> [Task objective]:
Swap "bounding boxes" for "enclosing rectangles" in the lines from the line with "every visible tree" up to and including the line with "top-left (88, 134), bottom-right (831, 259)", and return only those lines with nothing else changed.

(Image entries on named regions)
· · · · · · ·

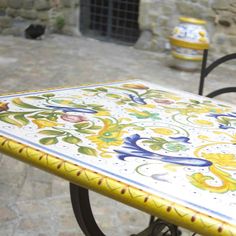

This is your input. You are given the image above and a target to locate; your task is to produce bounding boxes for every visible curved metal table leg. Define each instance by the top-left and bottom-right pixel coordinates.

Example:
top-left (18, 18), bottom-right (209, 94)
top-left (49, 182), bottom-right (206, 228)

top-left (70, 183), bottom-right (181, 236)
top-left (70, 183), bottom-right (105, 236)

· · · · · · ·

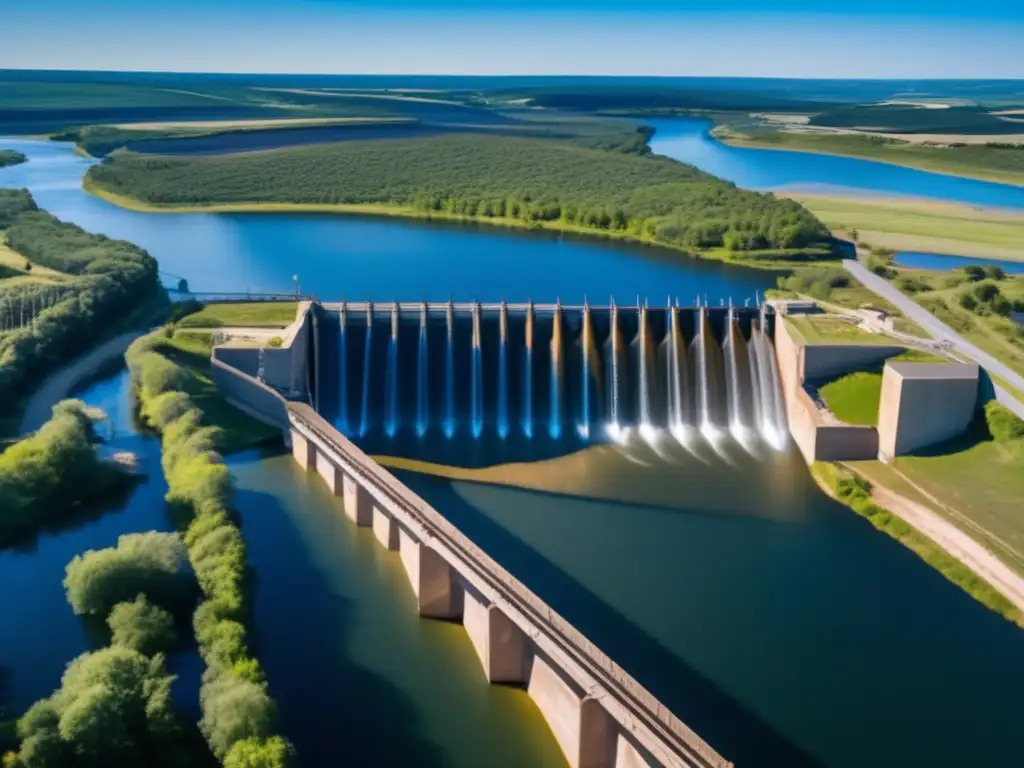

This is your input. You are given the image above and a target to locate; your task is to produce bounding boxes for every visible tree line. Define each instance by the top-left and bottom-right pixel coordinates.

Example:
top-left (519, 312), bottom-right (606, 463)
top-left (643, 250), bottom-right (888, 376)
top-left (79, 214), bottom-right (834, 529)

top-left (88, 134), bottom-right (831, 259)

· · · · · · ·

> [Response to the exercise]:
This is your input. You are given the image above and a target to locate; your task is to produce enclosing rectangles for every visible tree line. Define each instance by the top-left and bottom-right pixel coordinates.

Example:
top-left (519, 312), bottom-right (606, 463)
top-left (643, 250), bottom-right (888, 376)
top-left (79, 214), bottom-right (834, 529)

top-left (88, 134), bottom-right (831, 259)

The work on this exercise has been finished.